Work instructions>
From the records below, extract only the lines running from the line with "Need: the innermost point of each instance of the bush, written" to the line with "Target: person standing", both lines included, reproducing them exactly.

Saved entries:

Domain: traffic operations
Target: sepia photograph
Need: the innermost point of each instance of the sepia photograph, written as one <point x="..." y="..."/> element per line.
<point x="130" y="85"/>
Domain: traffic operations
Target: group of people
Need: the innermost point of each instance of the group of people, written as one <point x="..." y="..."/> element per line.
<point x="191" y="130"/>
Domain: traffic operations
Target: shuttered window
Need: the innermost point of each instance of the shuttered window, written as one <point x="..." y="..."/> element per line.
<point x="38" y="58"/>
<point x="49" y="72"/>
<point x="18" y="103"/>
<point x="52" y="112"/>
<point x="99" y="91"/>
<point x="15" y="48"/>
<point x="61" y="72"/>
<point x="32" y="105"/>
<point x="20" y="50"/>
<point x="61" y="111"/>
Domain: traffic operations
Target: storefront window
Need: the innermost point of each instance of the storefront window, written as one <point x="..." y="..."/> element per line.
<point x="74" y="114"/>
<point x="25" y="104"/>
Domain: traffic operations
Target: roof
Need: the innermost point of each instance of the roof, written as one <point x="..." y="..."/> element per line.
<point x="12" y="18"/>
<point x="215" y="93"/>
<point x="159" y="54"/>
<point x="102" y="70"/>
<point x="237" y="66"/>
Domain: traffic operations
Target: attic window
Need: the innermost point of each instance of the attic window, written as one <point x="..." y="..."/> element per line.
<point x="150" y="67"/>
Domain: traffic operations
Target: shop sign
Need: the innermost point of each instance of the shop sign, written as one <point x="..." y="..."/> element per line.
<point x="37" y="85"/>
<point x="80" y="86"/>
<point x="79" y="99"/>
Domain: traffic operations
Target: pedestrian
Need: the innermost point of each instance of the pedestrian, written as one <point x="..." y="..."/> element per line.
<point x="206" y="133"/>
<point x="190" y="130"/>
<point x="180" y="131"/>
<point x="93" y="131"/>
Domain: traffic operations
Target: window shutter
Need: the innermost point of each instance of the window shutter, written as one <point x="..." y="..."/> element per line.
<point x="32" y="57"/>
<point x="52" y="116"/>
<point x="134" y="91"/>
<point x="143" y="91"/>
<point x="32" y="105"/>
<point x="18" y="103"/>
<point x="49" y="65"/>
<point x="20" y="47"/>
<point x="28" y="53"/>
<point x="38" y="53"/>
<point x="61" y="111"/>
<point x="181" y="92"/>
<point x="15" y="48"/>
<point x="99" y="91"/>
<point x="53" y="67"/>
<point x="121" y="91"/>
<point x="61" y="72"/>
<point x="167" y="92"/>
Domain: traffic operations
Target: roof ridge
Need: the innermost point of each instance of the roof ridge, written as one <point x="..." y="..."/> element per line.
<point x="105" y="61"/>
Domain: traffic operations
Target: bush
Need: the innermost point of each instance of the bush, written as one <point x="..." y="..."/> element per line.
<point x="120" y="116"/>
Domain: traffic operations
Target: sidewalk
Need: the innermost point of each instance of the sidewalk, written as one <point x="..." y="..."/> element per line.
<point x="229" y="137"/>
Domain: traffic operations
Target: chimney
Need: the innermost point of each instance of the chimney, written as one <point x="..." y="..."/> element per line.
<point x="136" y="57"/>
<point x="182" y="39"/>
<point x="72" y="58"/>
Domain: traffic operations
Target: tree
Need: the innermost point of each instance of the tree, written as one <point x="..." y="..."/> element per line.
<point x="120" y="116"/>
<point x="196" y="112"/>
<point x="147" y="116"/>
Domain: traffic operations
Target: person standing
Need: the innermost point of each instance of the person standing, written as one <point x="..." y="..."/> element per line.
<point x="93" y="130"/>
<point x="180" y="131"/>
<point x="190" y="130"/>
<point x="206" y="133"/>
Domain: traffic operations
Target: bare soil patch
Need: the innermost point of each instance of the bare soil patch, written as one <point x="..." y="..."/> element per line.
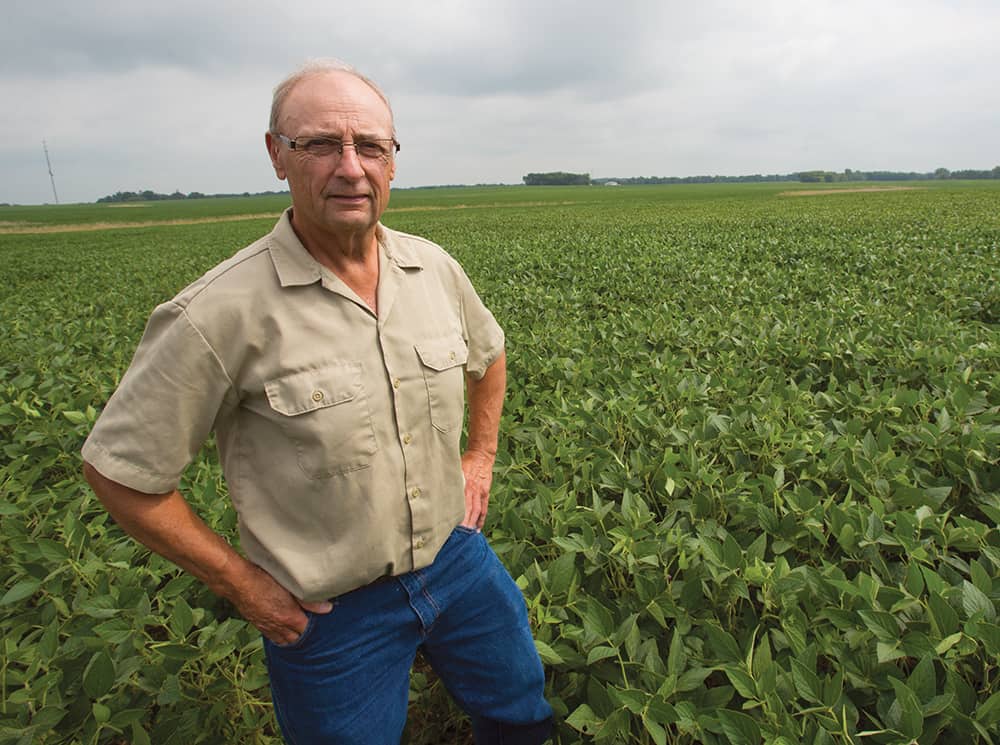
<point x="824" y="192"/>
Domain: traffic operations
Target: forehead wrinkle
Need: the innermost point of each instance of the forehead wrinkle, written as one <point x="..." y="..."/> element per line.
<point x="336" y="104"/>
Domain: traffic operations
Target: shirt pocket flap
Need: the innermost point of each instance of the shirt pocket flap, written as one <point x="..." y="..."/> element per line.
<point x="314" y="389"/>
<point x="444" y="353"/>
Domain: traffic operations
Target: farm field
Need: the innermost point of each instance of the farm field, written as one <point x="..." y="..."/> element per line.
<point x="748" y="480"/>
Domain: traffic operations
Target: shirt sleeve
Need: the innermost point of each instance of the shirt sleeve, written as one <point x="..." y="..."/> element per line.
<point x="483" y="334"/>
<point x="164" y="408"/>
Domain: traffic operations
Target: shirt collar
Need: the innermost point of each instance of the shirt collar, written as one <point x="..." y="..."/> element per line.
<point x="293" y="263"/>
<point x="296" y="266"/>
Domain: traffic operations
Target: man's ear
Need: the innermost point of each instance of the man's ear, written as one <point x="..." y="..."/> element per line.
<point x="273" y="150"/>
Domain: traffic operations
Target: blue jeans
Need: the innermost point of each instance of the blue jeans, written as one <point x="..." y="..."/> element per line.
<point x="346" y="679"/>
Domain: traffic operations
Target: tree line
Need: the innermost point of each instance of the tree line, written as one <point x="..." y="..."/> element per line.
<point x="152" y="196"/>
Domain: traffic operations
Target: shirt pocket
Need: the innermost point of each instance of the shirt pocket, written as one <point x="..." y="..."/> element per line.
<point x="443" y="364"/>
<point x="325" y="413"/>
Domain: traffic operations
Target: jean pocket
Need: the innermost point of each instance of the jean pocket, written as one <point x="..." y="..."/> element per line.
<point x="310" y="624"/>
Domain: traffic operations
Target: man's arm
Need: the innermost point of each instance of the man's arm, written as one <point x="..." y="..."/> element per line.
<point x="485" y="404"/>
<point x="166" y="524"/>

--

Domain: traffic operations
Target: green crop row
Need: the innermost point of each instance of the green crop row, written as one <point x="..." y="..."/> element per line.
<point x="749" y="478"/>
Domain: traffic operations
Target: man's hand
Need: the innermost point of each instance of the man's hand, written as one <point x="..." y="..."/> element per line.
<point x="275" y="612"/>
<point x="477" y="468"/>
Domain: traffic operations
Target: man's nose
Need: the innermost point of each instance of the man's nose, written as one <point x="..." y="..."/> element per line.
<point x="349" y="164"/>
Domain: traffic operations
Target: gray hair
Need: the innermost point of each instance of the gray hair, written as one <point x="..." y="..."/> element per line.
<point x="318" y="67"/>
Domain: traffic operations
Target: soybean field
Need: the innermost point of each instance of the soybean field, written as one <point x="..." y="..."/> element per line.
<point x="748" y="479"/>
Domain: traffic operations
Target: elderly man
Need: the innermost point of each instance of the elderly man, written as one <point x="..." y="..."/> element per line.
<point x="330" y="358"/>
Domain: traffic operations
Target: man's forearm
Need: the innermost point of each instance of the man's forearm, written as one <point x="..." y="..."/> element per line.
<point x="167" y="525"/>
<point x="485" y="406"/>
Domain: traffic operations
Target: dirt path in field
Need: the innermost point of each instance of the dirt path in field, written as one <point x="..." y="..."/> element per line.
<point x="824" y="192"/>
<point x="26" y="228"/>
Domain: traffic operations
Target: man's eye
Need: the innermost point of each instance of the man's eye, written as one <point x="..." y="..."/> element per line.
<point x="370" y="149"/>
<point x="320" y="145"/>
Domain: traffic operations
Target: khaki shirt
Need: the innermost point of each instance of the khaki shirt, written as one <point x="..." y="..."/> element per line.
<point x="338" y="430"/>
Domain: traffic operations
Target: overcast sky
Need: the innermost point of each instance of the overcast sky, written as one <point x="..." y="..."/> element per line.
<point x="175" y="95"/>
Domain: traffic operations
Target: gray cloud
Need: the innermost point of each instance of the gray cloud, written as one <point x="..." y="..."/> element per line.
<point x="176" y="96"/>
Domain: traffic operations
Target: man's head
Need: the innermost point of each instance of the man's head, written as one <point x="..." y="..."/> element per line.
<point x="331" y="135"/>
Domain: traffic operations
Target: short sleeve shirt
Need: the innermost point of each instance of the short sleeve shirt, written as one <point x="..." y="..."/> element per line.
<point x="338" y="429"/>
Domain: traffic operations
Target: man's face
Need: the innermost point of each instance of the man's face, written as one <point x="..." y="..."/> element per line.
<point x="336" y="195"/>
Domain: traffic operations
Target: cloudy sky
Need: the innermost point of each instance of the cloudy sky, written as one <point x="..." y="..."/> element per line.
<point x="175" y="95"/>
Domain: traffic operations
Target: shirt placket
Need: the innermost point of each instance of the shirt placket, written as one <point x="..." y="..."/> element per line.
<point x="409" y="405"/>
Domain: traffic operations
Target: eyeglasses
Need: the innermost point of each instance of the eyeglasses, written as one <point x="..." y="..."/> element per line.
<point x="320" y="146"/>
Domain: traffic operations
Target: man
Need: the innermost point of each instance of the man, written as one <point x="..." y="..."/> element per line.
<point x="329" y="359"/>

Output for this task>
Need: the innermost point of each instance of the bush, written as one <point x="..." y="..."/> element per line.
<point x="120" y="116"/>
Domain: traffic operations
Target: sidewalk
Need: the innermost point of each instance of the sidewalk, written as one <point x="..." y="..."/> element per line.
<point x="229" y="137"/>
Domain: traffic operations
Target: chimney
Need: the innermost point of each instance of the chimney, written as one <point x="..." y="..."/> element per line.
<point x="136" y="57"/>
<point x="182" y="39"/>
<point x="72" y="58"/>
Domain: traffic operations
Target: tree
Need: the innermost point of each instance of the tree, written as one <point x="..." y="..."/> element per line.
<point x="120" y="116"/>
<point x="196" y="112"/>
<point x="147" y="116"/>
Domain: traffic operations
Target: person standing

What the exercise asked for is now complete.